§ Exercise goal
Transcribe all of the records below word for word, leaving every character unchanged.

::::::

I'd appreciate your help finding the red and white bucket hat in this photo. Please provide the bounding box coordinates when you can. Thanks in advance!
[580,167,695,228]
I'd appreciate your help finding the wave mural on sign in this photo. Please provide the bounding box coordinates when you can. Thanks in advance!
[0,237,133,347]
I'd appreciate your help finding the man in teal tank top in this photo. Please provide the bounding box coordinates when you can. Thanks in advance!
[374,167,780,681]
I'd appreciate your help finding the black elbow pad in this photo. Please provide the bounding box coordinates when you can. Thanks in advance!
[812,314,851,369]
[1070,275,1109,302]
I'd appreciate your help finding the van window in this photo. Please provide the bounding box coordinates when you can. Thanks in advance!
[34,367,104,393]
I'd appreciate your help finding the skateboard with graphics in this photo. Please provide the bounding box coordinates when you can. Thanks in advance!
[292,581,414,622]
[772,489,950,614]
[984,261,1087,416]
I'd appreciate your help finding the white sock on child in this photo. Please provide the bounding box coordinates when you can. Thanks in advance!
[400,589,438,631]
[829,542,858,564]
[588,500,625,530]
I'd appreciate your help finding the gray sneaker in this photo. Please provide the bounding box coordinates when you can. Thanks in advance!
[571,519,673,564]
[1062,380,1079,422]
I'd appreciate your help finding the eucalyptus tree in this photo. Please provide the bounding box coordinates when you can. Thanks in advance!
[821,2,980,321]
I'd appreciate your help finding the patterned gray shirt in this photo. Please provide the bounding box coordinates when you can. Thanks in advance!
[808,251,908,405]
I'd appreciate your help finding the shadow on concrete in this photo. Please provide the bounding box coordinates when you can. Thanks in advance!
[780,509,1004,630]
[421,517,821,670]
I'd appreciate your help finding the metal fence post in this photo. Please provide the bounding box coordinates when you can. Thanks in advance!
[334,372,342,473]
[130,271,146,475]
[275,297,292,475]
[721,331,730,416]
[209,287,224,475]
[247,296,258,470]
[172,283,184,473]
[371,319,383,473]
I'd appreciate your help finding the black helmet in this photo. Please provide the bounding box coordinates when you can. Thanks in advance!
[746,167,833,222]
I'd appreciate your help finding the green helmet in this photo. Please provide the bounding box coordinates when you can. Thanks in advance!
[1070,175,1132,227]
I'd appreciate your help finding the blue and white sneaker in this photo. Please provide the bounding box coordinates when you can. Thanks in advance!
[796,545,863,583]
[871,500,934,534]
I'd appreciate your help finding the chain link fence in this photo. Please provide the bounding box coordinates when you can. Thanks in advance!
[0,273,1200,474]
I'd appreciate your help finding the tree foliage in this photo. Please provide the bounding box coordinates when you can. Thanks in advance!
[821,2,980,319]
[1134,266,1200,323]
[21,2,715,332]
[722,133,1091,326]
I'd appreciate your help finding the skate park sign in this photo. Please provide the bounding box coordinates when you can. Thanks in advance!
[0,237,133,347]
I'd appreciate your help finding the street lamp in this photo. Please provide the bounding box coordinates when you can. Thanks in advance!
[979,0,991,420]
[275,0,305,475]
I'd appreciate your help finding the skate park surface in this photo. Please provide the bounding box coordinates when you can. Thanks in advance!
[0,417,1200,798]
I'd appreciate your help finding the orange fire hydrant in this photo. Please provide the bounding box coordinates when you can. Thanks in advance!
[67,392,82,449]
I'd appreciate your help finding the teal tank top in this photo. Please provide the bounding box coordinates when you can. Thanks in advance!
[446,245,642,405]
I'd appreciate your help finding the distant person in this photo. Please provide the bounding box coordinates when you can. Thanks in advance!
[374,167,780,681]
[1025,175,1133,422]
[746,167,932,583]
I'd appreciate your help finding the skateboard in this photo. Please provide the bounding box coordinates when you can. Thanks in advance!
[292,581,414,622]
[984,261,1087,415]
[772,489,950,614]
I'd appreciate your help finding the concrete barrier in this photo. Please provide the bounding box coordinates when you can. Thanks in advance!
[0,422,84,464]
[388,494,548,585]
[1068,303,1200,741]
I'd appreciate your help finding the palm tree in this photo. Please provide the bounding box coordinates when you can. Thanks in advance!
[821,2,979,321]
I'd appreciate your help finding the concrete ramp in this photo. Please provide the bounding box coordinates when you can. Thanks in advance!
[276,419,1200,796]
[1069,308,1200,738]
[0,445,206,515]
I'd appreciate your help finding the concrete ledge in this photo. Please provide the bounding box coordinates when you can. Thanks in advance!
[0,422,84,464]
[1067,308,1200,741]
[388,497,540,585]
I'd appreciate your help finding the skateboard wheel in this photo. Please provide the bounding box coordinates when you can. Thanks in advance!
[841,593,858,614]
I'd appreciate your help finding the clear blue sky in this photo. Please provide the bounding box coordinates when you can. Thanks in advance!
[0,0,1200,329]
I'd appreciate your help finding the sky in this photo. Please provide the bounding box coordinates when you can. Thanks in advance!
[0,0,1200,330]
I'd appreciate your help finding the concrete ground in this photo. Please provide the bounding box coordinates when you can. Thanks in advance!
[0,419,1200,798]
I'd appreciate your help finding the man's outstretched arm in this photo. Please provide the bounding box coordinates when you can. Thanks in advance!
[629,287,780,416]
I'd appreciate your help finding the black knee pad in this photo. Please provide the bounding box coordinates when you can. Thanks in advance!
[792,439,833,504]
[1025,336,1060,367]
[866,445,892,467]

::::::

§ The result
I'd appreciate your help finding the red and white bucket hat in this photo. Please provide the bounding box coordinates when you can. Thanks in advance!
[580,167,695,228]
I'd appreciate your help finding the wave mural on sign in this photo. Please provide the bounding box coordinates when you can. Thanks in advance!
[0,237,133,347]
I'd appreciate your help finding the man in teal tank top in this photo. Please provide the bounding box coordinates when you can. Thanks in advance!
[374,167,780,681]
I'd appreciate your help finding the black elbow pad in this photo. Please provide the bounding box coordinates when you can. Thanks in advance!
[812,314,851,369]
[1070,275,1109,302]
I'd appreciate your help finding the van window in this photo. Please provide the bounding box coordinates when you can. Thanks in advance!
[34,367,104,393]
I'd appreciate your help finding the skateboard with graphics in this photo. Please provide the bounding box coordinates when you can. Thanks in advance!
[292,581,414,622]
[772,489,950,614]
[984,261,1087,416]
I'd appreciate your help finding the white sock on child in this photo. Please provide the bounding box coordinates when you can. Thanks in advance!
[400,589,438,631]
[829,542,858,564]
[588,500,625,530]
I'd appreciate your help finding the gray sneaker in this photo. Please provide the bounding box coordinates when you can. Thanks in advance!
[571,519,673,564]
[1062,380,1079,422]
I'd appreciate your help finding the eucalyptus tree in this photo. Please provide the bounding box coordinates when you can. Thanks in advance!
[821,2,980,321]
I'd appreciate your help finding the patterned gray shirt in this photo. Please provide the bounding box coordinates when you can. Thanks in advance!
[808,251,908,405]
I'd appreciate your help finding the shadow on concrete in this photo. Please provide the bounding box coordinates when you can. Thanks in advance!
[780,509,1004,630]
[421,517,821,670]
I'd appreciate your help finding the metal fence post in this photo. Please provide the bounding box coordinates when you can. Thanks in advance!
[334,372,342,473]
[130,271,146,475]
[275,297,292,475]
[721,331,730,416]
[209,287,224,475]
[247,296,258,470]
[172,283,184,473]
[371,319,383,473]
I'd appreciate your help finding the black helmet in this photo. Please provide the bounding box coordinates when you can. Thanks in advance!
[746,167,833,222]
I'd appreciate your help finding the green helmet in this photo. Please provide the bounding box coordinates when you can. Thanks in advance!
[1070,175,1132,227]
I'd appreciate your help finding the blue and white sneaker in this photo. Please provide the bounding box coordinates when you can. Thanks in advance!
[796,545,863,583]
[871,500,934,534]
I'd appreciate your help finding the chain link fence in this photo. Please provide the bounding box coordinates when you can. Thanks in advance!
[0,273,1200,474]
I'd appreciate your help finding the tree foliage in this photo. Please provide the bounding box coordinates when you can. Thanks in advance!
[821,2,980,319]
[1134,266,1200,323]
[21,2,715,332]
[722,133,1091,326]
I'd appreciate your help finding the skate park sign in this photo. Please provide the bounding box coordinates when you can. Thanks in advance!
[0,237,133,347]
I'd appreciate your help finding the street lamp in this photo. Please provide the bounding box coordinates when you can. Thanks in advance!
[979,0,991,420]
[275,0,305,475]
I'd appreciate your help finding the skate park surface in this photo. Please provide the bounding box coordinates when you can. Thanks in advance!
[0,417,1200,798]
I'd appreciate your help finding the orange fire hydrant in this photo. Please provide the bounding box coordinates when you can. Thanks in advance!
[67,392,82,449]
I'd appreciate your help finding the teal tank top in this photo. Please provide the bounding box coordinates when you can. Thanks in advance!
[446,245,642,405]
I'd appreciate your help finding the distant person in this photo. Please provide the bounding box coordinates when you can. Thanks in advance!
[374,167,780,681]
[1025,175,1133,422]
[746,167,932,583]
I'd appreciate your help finding the skateboard in this photo. Please provide the bounding box coordinates when you can. Thanks in advance!
[292,581,414,622]
[984,261,1087,415]
[772,489,950,614]
I'd appreciate your help finding the concrete barrier in this photo. Please provide the bounding box coordinates when you can. Thanks in advance!
[0,422,84,464]
[388,494,548,585]
[1068,303,1200,741]
I'd appreciate your help finding the palm tree in this photo. Please provide the bounding box coordinates when you can. Thanks in advance!
[821,2,979,321]
I'd appreciate your help finding the concrete ramp in this photo. Please provide the bounding box coordinates when you can. Thanks in advance!
[276,419,1200,796]
[1069,308,1200,738]
[0,445,206,515]
I'd appreciate your help finding the concrete ledge in this photo. Please provide the bounding box coordinates when you can. Thanks in advance!
[0,422,84,464]
[1067,308,1200,741]
[388,497,540,585]
I'd appreciate your help finding the skateboard wheel in this photo. Please provide the bounding box coordinates when you can. Thanks in advance!
[841,593,858,614]
I'd appreciate your help finding the clear blue sky in this photo. Please provide the bounding box coordinates when you can. Thanks in advance!
[0,0,1200,329]
I'd appreciate your help finding the sky in this photo. Please provide the bounding box coordinates when you can. Thanks in advance!
[0,0,1200,330]
I'd appreciate your help finding the concrete ground in this photo. Please provide the bounding box coordinates when you can. Thanks in advance!
[0,419,1200,798]
I'd appreciate your help finding the man's outstretched arm in this photo. Please provide the bounding box coordinates when you can. Thanks in advance!
[629,287,780,416]
I'd appreciate your help finding the black knee pad in this photo. Please provide the bounding box coordinates when you can. Thanks in advance!
[792,439,833,504]
[1025,336,1060,367]
[866,445,892,467]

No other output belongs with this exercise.